◆ Source extract:
Exons.py - A library to read/write/manage exons.

Author:
Release:$Id$
Date:December 09, 2013
Tags:Python
class Exons.Exon

class for exons.

contains info about the genomic location of an exon and its location within a peptide sequence.

The field mAlignment is set optionally.

Read(line, contig_sizes={}, format='exons', extract_id=None, converter=None)

read exon from tab-separated line.

extract_id is a regular expression object to extract the identifier from the identifier column.

if converter is given, it is used to convert to zero-based open-closed both strand coordinates.

Merge(other)

Merge this exon with another (adjacent and preceeding) exon.

Do not merge if the distance between exons is not divisible by 3. Merging of two exons invalidated peptide coordinates for all following exons. These need to be updated.

InvertGenomicCoordinates(lgenome)

invert genomic alignment on sequence.

Negative strand is calculated from the other end.

Exons.UpdatePeptideCoordinates(exons)

updates peptides coordinates for a list of exons.

Exons have to be sorted.

Exons.PostProcessExons(all_exons, do_invert=None, remove_utr=None, filter=None, reset=False, require_increase=False, no_invert=False, contig_sizes={}, from_zero=False, delete_missing=False, set_peptide_coordinates=False, set_rank=False)

do post-processing of exons

exons is a dictionary of lists of exons.

Exons are sorted by mPeptideFrom.

◆ What to work on:
1. In the Exons.py documentation, under what condition should two exons not be merged?
2. Translate this sentence from the Exons.py documentation into Spanish: "Negative strand is calculated from the other end."
3. Continue the Exons.py documentation from its last sentence.

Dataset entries
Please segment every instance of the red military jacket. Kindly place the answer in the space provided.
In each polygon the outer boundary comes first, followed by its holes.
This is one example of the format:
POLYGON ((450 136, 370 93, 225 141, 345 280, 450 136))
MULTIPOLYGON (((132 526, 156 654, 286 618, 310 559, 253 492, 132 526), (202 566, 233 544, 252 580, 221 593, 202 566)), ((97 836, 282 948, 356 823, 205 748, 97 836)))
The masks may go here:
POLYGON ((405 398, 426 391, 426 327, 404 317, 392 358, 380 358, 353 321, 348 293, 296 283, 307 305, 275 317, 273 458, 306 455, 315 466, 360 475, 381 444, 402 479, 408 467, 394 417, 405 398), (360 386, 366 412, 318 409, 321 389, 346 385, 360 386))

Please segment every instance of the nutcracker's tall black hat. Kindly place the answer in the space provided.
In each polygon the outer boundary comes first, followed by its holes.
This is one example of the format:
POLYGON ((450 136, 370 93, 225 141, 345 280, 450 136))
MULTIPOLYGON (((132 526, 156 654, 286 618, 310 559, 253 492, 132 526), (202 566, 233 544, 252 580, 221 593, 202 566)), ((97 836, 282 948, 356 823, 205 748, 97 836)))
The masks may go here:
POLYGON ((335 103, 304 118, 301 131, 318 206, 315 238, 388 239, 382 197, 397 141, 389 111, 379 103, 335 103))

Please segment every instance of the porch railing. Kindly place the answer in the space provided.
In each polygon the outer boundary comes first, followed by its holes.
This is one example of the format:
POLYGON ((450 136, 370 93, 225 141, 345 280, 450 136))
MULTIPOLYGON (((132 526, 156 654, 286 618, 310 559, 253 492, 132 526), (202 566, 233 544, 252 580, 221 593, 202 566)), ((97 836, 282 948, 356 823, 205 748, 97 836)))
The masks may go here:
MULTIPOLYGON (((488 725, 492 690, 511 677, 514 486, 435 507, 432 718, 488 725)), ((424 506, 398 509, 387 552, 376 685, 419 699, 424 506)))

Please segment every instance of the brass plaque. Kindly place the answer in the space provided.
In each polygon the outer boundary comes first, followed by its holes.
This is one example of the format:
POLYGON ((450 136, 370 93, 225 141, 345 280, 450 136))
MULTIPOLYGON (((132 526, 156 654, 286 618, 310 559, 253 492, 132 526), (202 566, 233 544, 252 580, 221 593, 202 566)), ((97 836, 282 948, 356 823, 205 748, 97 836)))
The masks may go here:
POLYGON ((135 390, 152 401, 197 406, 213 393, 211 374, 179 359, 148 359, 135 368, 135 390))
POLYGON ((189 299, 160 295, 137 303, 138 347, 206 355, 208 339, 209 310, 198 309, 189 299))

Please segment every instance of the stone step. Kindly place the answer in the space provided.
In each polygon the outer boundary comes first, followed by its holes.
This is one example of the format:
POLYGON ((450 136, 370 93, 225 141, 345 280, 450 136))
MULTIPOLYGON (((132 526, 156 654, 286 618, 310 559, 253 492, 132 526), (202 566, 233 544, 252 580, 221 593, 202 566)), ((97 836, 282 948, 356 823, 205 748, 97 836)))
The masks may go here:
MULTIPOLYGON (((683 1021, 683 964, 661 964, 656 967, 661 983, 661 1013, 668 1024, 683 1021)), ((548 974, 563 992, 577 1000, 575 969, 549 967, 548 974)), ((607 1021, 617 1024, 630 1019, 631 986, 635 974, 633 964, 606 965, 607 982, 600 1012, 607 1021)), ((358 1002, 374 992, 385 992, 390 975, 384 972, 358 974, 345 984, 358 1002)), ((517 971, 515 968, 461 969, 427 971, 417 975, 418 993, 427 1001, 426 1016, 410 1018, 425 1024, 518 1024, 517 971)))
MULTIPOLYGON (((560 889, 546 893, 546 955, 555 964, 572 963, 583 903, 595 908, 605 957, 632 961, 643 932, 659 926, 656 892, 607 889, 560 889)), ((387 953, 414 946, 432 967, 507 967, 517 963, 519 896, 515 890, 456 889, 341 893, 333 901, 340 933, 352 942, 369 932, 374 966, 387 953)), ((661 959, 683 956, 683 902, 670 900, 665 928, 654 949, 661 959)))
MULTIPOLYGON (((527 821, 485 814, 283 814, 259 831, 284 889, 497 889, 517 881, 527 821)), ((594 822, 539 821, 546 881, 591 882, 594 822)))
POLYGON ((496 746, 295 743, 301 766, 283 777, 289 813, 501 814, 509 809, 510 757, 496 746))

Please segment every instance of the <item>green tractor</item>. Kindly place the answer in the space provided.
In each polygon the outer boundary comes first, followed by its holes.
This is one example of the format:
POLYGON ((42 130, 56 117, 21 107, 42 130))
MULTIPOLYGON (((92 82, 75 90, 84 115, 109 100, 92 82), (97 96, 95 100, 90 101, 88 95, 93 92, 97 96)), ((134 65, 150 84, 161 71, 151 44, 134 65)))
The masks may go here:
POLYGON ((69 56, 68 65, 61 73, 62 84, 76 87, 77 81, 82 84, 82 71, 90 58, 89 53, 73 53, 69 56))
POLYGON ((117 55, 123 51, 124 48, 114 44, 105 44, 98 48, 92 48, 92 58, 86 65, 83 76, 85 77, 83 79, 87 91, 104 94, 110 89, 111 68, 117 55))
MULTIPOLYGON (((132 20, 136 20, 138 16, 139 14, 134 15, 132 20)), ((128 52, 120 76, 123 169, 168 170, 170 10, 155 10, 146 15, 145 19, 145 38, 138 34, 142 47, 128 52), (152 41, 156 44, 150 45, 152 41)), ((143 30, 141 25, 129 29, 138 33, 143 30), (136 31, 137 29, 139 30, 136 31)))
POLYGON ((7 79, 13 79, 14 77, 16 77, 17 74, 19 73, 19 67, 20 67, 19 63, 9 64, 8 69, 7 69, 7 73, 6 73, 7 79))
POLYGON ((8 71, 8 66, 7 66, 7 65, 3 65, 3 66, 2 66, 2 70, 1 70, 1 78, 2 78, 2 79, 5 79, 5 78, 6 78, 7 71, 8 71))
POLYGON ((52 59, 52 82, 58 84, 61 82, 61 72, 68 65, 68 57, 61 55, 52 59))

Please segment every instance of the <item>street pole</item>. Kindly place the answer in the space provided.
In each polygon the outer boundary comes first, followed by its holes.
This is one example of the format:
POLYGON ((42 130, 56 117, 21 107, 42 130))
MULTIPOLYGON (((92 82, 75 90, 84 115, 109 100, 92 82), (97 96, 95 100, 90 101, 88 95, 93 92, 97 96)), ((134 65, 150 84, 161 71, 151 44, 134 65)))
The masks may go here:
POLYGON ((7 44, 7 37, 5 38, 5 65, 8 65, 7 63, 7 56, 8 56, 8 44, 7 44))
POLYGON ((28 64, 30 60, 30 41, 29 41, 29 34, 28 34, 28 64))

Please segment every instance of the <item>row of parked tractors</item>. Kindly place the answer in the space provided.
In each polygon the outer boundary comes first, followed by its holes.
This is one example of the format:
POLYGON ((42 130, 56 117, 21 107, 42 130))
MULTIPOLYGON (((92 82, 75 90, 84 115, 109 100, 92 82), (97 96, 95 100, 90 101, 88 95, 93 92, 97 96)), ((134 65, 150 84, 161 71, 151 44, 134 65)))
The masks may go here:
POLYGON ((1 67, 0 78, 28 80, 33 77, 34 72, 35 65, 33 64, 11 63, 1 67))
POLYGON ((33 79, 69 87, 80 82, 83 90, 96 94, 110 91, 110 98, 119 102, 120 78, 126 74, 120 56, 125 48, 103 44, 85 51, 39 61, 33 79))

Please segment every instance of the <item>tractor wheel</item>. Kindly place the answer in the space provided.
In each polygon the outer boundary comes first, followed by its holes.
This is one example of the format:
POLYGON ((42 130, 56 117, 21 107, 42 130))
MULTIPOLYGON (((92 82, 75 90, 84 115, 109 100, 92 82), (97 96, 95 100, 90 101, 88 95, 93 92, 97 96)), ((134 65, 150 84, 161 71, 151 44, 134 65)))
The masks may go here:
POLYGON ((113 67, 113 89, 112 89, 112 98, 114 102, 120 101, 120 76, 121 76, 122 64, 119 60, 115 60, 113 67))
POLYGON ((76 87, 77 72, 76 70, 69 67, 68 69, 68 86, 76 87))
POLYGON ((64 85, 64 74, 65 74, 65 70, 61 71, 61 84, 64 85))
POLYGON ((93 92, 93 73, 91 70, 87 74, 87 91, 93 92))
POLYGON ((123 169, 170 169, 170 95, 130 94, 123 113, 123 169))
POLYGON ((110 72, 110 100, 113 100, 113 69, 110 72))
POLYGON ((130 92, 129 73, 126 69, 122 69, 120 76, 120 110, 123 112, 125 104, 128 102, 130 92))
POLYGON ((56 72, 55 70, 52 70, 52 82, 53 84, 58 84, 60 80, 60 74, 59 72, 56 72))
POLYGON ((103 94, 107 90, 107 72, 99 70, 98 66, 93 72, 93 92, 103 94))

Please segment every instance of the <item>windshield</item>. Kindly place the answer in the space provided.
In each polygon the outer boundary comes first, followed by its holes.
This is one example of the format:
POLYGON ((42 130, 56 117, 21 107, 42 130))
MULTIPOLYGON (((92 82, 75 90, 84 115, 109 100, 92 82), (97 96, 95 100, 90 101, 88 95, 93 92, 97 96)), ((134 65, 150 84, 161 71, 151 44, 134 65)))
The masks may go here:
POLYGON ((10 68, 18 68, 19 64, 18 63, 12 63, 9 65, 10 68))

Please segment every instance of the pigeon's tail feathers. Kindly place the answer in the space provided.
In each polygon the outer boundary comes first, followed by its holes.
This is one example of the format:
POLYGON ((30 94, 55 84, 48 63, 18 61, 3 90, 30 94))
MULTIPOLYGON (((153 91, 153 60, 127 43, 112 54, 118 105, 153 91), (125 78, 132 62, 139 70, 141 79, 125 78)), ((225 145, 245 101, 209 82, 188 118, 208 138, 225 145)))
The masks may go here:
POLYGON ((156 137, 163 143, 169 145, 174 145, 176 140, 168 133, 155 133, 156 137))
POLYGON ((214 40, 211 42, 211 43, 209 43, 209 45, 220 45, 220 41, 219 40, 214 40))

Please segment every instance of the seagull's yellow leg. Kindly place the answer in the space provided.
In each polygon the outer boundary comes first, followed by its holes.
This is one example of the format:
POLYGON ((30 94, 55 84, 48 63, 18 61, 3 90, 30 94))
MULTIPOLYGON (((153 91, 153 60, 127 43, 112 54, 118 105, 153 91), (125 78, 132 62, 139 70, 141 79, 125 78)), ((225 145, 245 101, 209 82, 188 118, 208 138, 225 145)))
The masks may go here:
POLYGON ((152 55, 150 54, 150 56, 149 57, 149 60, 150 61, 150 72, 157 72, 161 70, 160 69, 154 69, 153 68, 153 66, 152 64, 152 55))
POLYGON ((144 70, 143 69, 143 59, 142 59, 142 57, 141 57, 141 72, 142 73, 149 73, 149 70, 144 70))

◆ Answer list:
1. They should not be merged if the distance between the exons is not divisible by 3.

2. La cadena negativa se calcula desde el otro extremo.

3.
Operations include:

-invert: sort out forward/reverse strand coordinates

-set_peptide_coordinates: sets the peptide coordinates of
exons.

-set-rank: set rank of exons

-remove_utr: remove any utr (needs peptide coordinates)

-delete_missing: if set set true, exons on contigs not in contig_sizes
will be deleted.

-from_zero: exon genomic coordinates start at 0

-reset: exon genomic coordinates start 0

Exons.GetExonBoundariesFromTable(dbhandle, table_name_predictions='predictions', table_name_exons='exons', only_good=False, do_invert=None, remove_utr=None, filter=None, reset=False, require_increase=False, contig_sizes={}, prediction_ids=None, table_name_quality='quality', table_name_redundant='redundant', non_redundant_filter=False, schema=None, quality_filter=None, from_zero=False, delete_missing=False)

get exon boundaries from table.

Exons.CountNumExons(exons)

return hash with number of exons per entry.

Exons.SetRankToPositionFlag(exons)

set rank for all exons.

Set rank to 1 : if it is first exon, -1: if it is the last exon (single exon genes are -1) 0 : if it is an internal exon.

Exons.ReadExonBoundaries(file, do_invert=None, remove_utr=None, filter=None, reset=False, require_increase=False, no_invert=False, contig_sizes={}, converter=None, from_zero=False, delete_missing=False, format='exons', gtf_extract_id=None)

read exons boundaries from tab separated file.

if remove_utr is set, the UTR of the first/last exon is removed.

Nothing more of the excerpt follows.